══ Exercise materials ══

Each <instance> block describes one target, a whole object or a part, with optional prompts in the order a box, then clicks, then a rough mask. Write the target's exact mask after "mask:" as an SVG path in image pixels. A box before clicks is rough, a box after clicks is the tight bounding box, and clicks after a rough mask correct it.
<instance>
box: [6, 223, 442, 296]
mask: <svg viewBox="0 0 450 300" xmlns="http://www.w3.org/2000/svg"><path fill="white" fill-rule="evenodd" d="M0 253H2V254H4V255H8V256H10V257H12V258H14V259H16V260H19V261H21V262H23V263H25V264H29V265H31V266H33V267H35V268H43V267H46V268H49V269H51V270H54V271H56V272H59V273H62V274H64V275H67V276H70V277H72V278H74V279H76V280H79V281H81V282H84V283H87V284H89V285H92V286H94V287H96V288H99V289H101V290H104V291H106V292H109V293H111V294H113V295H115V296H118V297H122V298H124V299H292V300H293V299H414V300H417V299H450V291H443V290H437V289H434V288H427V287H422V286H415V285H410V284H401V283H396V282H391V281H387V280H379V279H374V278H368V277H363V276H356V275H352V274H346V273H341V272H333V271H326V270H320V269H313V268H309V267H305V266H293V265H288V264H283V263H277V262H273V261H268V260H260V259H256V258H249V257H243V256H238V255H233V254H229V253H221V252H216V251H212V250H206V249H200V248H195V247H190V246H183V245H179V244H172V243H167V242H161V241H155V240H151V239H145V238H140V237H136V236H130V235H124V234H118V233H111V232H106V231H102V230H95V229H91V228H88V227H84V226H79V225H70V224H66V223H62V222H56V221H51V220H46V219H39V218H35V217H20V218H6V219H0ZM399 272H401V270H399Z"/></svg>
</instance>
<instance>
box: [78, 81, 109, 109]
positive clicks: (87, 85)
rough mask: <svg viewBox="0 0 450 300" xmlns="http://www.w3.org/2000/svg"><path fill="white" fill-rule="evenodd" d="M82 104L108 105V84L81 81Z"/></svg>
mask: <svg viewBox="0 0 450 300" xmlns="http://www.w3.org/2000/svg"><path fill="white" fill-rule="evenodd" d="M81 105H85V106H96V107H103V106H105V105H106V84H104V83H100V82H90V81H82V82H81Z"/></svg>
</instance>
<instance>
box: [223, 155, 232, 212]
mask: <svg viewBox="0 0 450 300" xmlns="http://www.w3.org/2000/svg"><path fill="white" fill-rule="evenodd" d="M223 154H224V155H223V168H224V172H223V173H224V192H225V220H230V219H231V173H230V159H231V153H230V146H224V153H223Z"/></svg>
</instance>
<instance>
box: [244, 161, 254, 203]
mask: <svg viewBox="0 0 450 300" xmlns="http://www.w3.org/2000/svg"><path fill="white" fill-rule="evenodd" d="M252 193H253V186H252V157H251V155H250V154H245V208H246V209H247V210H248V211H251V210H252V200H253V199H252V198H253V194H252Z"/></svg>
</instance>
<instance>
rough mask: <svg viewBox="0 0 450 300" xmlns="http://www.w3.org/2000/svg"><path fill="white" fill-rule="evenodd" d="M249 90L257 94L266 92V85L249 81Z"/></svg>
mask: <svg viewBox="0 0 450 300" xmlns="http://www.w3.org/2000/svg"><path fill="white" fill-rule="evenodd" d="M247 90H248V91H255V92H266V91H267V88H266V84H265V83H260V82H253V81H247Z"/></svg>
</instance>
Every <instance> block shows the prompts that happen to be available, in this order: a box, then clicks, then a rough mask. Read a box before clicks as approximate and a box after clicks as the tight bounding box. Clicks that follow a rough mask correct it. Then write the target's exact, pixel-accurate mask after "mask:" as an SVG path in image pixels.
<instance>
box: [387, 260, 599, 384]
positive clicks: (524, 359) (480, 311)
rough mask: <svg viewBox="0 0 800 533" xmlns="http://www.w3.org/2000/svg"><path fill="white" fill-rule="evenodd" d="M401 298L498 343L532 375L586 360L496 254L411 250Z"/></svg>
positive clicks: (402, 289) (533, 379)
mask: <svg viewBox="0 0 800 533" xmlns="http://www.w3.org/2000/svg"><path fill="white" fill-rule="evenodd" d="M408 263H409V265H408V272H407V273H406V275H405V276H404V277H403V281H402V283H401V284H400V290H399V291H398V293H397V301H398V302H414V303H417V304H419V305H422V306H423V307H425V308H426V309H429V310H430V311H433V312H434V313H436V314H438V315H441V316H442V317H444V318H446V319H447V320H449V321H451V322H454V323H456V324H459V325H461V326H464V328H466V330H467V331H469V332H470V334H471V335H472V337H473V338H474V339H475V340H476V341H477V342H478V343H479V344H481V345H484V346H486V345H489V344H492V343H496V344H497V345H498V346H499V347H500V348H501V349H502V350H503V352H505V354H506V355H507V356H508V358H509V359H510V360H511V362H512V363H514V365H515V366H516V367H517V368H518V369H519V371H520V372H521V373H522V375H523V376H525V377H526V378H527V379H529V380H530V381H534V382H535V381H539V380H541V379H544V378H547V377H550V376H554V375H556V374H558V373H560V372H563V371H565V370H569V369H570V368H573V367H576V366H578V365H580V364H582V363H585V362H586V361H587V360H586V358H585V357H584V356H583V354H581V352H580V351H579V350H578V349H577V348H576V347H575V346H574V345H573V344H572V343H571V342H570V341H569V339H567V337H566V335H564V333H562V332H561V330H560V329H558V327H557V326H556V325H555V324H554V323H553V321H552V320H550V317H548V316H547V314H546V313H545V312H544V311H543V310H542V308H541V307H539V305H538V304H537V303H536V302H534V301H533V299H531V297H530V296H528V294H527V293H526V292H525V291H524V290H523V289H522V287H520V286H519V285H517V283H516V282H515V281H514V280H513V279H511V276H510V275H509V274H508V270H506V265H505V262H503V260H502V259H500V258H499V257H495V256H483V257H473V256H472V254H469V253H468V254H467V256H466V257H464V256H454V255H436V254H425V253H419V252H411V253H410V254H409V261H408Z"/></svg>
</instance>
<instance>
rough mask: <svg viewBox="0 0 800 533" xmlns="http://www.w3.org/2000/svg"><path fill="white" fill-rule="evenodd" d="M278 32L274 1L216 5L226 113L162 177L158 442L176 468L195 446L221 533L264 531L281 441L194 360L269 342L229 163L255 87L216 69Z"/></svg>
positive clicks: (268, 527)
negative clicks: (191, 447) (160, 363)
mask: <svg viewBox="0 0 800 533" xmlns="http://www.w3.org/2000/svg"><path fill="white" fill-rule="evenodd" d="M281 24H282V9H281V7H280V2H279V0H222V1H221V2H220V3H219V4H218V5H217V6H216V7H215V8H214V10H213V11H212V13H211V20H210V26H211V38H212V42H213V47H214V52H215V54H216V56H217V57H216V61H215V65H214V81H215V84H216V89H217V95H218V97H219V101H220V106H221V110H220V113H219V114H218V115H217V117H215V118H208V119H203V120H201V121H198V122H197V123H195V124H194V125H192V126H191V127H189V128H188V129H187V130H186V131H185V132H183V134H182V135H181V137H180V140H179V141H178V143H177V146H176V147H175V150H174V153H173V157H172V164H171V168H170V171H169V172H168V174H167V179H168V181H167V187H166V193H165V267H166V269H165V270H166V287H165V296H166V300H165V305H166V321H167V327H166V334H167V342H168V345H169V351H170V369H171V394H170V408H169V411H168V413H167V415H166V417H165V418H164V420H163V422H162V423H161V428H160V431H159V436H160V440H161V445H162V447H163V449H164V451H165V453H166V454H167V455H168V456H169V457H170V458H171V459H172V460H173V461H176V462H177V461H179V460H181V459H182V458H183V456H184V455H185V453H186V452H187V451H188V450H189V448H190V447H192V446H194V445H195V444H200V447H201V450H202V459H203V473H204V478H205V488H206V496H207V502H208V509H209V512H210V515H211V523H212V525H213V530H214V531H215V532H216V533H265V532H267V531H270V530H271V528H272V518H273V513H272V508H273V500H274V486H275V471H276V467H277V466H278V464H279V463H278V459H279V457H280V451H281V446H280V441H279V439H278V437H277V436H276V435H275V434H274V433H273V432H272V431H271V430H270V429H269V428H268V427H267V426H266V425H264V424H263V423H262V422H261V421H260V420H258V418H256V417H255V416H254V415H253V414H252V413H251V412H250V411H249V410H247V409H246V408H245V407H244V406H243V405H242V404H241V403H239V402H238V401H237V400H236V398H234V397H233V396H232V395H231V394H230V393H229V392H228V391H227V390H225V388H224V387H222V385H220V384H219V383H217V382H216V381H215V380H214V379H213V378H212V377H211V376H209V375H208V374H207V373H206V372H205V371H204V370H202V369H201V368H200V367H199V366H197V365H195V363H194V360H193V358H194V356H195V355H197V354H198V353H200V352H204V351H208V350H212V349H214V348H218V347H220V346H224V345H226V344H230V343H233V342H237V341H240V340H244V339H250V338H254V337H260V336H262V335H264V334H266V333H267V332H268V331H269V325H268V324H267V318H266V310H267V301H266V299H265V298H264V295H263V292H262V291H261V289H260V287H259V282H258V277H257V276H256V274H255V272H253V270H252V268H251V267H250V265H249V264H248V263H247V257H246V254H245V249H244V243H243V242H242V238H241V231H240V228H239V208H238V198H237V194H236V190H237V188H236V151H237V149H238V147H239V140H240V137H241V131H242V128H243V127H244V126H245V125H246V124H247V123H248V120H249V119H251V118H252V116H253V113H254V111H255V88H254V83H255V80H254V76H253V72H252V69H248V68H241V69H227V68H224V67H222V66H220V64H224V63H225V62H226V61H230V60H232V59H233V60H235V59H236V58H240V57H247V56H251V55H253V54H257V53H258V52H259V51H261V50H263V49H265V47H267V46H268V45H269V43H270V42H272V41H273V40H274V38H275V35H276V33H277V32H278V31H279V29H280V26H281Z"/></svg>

═══

For each line of the data that has the word "bounding", report that line.

▶ _Exercise result_:
Each <instance> block describes one target, a whole object or a part, with optional prompts in the order a box, then clicks, then a rough mask. Write the target's exact mask after "mask:" as an SVG path in image pixels. A box before clicks is rough, a box after clicks is the tight bounding box, and clicks after a rough mask correct it.
Every <instance> block shows the prompts that happen to be available, in this order: a box, then clicks, then a rough mask. Read a box before clicks as approximate and a box after clicks as the tight bounding box. Clicks that follow a rough mask correct it. Then write the target's exact, pixel-accurate mask after "mask:" as an SVG path in image pixels.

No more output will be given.